Exercise description: The answer should be every line below, retyped exactly.

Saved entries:
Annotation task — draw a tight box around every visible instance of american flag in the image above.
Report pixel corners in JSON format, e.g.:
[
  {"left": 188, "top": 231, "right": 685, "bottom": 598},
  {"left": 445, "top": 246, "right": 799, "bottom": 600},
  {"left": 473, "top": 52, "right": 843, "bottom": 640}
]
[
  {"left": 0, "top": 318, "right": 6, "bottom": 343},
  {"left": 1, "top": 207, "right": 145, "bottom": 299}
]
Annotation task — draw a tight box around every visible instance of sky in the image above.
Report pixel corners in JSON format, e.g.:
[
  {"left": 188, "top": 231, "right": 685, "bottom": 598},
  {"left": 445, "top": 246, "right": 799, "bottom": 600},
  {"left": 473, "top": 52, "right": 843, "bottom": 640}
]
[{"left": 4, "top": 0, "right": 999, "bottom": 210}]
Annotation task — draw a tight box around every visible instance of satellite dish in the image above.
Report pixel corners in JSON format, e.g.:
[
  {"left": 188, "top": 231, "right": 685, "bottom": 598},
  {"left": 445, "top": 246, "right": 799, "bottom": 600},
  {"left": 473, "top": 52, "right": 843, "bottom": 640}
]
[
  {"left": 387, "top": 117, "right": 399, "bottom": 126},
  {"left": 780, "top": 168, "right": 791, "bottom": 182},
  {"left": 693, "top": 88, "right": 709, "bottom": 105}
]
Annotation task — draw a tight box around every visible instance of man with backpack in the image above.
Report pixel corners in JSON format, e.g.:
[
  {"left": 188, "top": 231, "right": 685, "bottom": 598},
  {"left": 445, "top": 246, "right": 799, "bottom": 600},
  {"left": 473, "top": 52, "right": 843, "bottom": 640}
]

Expected answer:
Annotation task — draw a tight box around every visible instance of american flag in the image above.
Report pixel corners in JSON format, e.g.:
[
  {"left": 188, "top": 231, "right": 685, "bottom": 598},
  {"left": 445, "top": 246, "right": 799, "bottom": 600},
  {"left": 473, "top": 52, "right": 843, "bottom": 640}
]
[
  {"left": 0, "top": 318, "right": 6, "bottom": 343},
  {"left": 1, "top": 207, "right": 145, "bottom": 299}
]
Annotation task — draw a tight box around every visible instance of sky in the image above.
Report pixel corners in JSON format, e.g.:
[
  {"left": 188, "top": 231, "right": 685, "bottom": 598},
  {"left": 445, "top": 246, "right": 799, "bottom": 600},
  {"left": 473, "top": 52, "right": 843, "bottom": 640}
]
[{"left": 4, "top": 0, "right": 999, "bottom": 210}]
Annotation task — draw a tight box around every visible instance of satellite dish in the image above.
Report pixel corners in JSON format, e.g.:
[
  {"left": 188, "top": 231, "right": 685, "bottom": 598},
  {"left": 445, "top": 246, "right": 799, "bottom": 600},
  {"left": 473, "top": 52, "right": 843, "bottom": 640}
]
[
  {"left": 387, "top": 117, "right": 399, "bottom": 126},
  {"left": 780, "top": 168, "right": 791, "bottom": 182},
  {"left": 693, "top": 88, "right": 709, "bottom": 105}
]
Annotation task — draw a tight box around every visible instance of man with backpack in the image above.
Report pixel corners in JSON format, e.g.:
[
  {"left": 188, "top": 231, "right": 685, "bottom": 598},
  {"left": 445, "top": 246, "right": 799, "bottom": 600},
  {"left": 473, "top": 52, "right": 843, "bottom": 640}
]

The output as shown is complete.